_Consigne 1_.
Réponds à ces questions sur le texte consacré à Goethe et aux couleurs :
(a) Quel sentiment le bleu donne-t-il, d'après Goethe ?
(b) Quelles couleurs Goethe classait-il parmi les couleurs positives ?
(c) Que proclame l'optimiste ?
_Consigne 2_. Dans la liste ci-dessous, sélectionne chaque ligne où figure le mot « branch ».

··· Page

Voici bien longtemps que Goethe, dans sa théorie des
couleurs, a jeté les bases des théories modernes, qui n'innovent rien, une fois
de plus. Goethe regardait le monde à l'aide de verres colorés et signale déjà
que le bleu donne un sentiment de froid, fait songer à l'ombre — et à la
fuite des espaces devant nous ; le jaune réjouit l'œil, dilate le cœur,
nous anime d'une chaleur subite ; il note le soulagement éprouvé, quand,
par un jour sombre (tons bleus), le soleil apparaît et rend les couleurs
visibles (tons jaunes et verts). Gœthe divisait déjà les couleurs en positives,
actives ou stimulantes, poussant à l'action, au mouvement : rouges,
orange, jaune ; et négatives ou réceptives, calmantes : différents
bleus — vert et violet, couleurs de transition, étant en somme neutres.
Certes, les couleurs qui nous entourent, que nous portons,
ont une influence psychologique marquée ; par leur vibrations différentes,
elles changent le comportement, le moral, voire même la santé, l'aptitude au
travail des humains, selon leur réceptivité, leur caractère, leur « moi ».
« Goûts et couleurs ne se discutent pas », affirme
le populaire. « Je vois la vie en rose ! » proclame l'optimiste.

······
··· Données fournies

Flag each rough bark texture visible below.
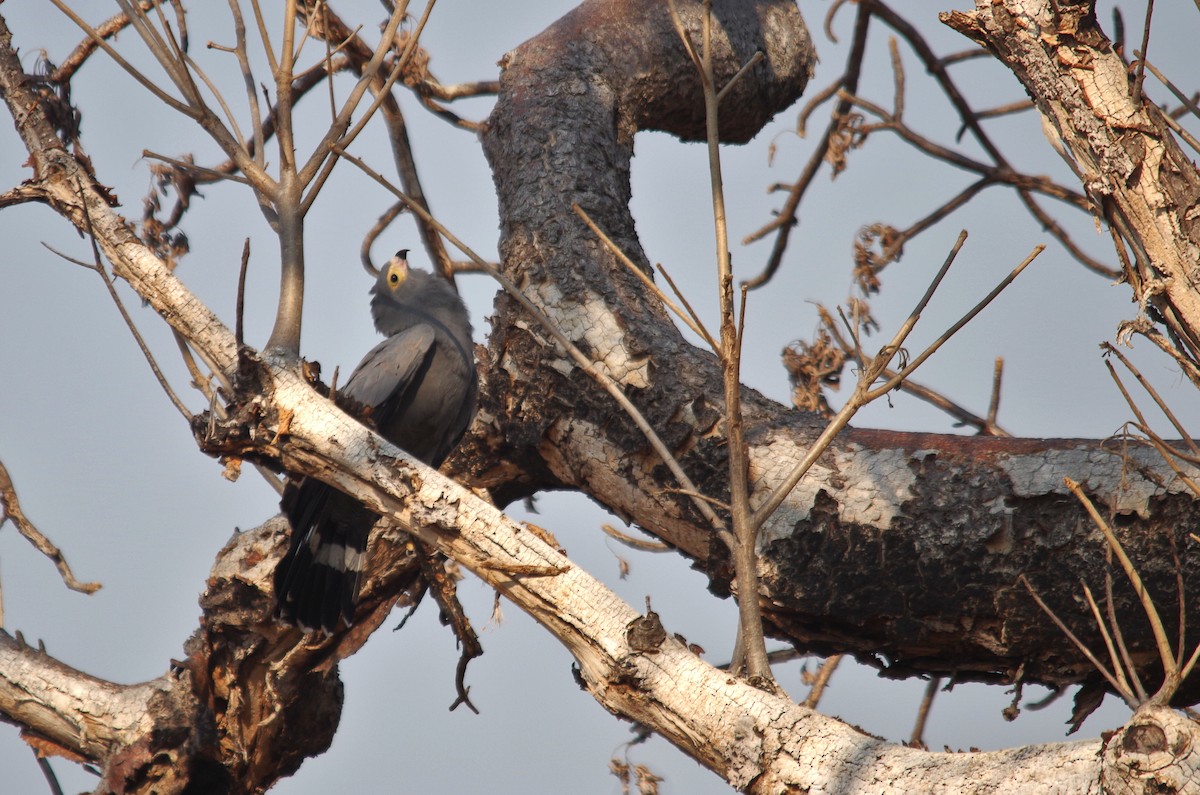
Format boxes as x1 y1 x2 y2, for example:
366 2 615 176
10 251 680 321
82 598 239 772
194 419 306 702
466 2 1200 700
941 0 1200 360
7 0 1200 793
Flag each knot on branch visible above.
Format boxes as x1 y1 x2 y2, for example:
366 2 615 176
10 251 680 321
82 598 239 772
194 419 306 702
1103 706 1200 795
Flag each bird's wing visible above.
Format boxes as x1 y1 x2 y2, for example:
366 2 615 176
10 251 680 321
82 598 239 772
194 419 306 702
343 324 436 423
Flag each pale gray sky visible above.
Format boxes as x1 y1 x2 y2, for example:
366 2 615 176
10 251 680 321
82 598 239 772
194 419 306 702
0 0 1200 795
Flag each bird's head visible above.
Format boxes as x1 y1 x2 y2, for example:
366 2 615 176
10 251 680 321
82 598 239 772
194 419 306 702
371 249 414 304
371 249 470 337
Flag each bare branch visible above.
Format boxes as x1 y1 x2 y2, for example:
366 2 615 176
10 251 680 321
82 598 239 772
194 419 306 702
0 462 101 593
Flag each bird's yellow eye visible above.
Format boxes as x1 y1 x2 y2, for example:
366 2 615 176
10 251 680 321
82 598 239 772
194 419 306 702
388 262 408 289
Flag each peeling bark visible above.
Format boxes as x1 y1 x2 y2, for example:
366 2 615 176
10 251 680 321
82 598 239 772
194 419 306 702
0 0 1200 793
472 2 1200 701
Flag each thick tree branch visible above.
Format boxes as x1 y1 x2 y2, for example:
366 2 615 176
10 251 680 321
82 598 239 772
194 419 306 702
941 0 1200 384
470 1 1200 699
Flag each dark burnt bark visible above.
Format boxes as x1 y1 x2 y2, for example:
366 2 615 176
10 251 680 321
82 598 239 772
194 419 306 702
468 1 1200 700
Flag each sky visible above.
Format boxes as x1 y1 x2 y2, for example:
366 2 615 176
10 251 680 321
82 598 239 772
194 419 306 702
0 0 1200 795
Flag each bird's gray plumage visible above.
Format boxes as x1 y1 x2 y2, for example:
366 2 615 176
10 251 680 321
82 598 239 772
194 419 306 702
275 251 478 632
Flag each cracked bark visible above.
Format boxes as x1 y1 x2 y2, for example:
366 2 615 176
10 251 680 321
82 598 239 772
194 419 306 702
470 2 1200 701
0 1 1200 793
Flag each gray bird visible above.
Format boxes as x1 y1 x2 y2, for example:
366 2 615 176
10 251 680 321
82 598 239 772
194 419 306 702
275 249 478 632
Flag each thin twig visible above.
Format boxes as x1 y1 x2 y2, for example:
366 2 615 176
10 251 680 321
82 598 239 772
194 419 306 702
869 244 1045 398
600 522 671 552
988 357 1004 425
804 654 841 710
1104 567 1146 704
571 204 721 354
1018 574 1139 710
1063 478 1180 703
1079 579 1133 697
338 144 728 547
234 238 250 348
1133 0 1154 104
0 461 101 593
908 676 942 748
1100 342 1200 455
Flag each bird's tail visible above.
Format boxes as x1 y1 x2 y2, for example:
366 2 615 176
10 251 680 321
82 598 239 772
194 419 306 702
275 478 378 632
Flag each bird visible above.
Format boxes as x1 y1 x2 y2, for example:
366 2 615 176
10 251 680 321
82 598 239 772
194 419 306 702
274 249 479 633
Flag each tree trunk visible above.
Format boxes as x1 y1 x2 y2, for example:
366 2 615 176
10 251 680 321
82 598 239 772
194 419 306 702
0 0 1200 793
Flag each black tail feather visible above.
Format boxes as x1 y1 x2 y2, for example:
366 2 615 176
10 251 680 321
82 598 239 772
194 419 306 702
275 478 378 632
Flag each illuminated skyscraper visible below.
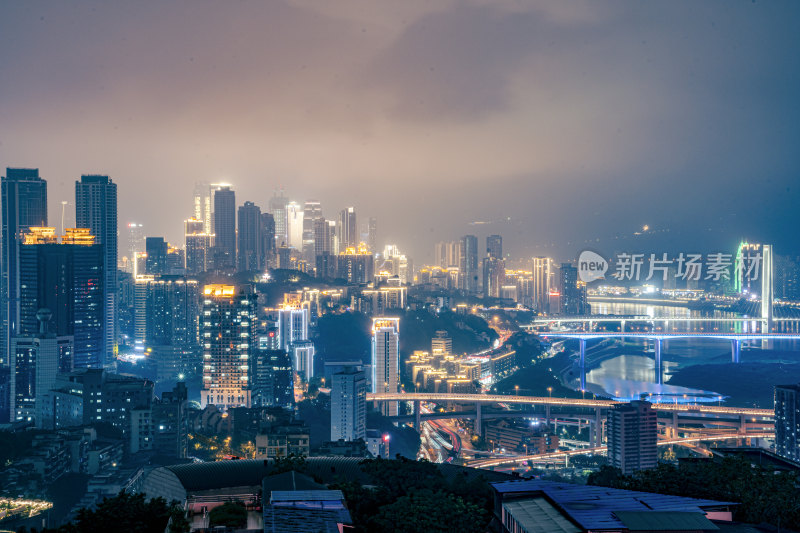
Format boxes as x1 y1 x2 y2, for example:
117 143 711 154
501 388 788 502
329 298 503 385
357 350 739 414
486 235 503 259
9 309 61 427
0 168 47 367
559 263 589 316
261 213 277 267
135 276 200 380
193 182 214 235
775 385 800 461
336 207 359 250
303 200 325 264
331 367 367 442
370 317 400 416
336 242 375 285
200 285 257 409
608 401 658 476
286 202 303 252
367 217 378 253
214 185 236 270
269 189 289 247
144 237 169 275
278 306 309 353
314 217 335 257
532 257 556 313
183 218 213 274
127 222 145 272
434 241 461 268
459 235 479 293
483 256 506 298
238 202 266 272
761 244 775 332
75 175 117 365
19 227 106 368
431 330 453 355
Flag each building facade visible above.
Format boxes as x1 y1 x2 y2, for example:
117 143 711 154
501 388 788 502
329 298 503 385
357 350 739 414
331 369 367 442
775 385 800 461
75 175 118 365
607 401 658 476
370 317 400 416
200 285 257 409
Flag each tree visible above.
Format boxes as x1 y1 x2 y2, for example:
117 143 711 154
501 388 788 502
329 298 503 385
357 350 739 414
587 457 800 526
369 489 487 533
44 491 172 533
208 502 247 528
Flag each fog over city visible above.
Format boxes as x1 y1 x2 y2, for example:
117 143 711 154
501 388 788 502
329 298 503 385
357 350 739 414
0 0 800 263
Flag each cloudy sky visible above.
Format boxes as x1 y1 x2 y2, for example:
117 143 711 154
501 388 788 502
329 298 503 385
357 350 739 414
0 0 800 264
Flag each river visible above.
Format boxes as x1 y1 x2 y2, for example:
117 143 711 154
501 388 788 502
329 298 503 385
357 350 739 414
567 301 800 403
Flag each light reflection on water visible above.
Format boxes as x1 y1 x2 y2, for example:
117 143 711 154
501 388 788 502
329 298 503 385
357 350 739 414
578 354 719 403
570 302 800 403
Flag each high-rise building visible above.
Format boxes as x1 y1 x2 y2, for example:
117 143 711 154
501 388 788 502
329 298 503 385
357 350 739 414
193 182 214 235
336 245 375 285
486 235 503 259
331 368 367 442
238 202 266 272
336 207 359 250
0 168 47 367
370 317 400 416
125 222 145 272
269 189 289 247
214 185 236 270
302 200 325 264
252 349 294 409
434 241 461 269
367 217 378 253
483 255 506 298
314 217 335 257
18 227 106 368
286 202 303 252
183 218 213 275
459 235 479 294
292 340 316 381
377 244 414 284
775 385 800 461
531 257 556 313
134 276 200 380
144 237 169 276
75 175 117 365
278 306 309 354
261 213 277 267
608 401 658 476
10 309 65 424
559 263 589 316
200 285 258 409
761 244 775 332
431 330 453 355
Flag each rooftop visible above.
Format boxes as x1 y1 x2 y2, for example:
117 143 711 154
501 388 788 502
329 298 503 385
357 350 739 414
491 480 738 530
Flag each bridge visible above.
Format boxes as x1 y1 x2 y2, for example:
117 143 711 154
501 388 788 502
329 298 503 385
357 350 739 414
367 392 775 446
520 315 800 333
539 329 800 390
467 431 775 468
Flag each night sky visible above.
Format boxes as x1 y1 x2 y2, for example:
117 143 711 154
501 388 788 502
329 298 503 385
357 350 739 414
0 0 800 264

······

_Réponse complète 1_.
(a) Le bleu donne un sentiment de froid. Il fait songer à l'ombre et à la fuite des espaces devant nous.
(b) Les rouges, l'orange et le jaune.
(c) « Je vois la vie en rose ! »

_Réponse complète 2_.
Flag each knot on branch visible above.
Flag each bare branch visible above.
Flag each thick tree branch visible above.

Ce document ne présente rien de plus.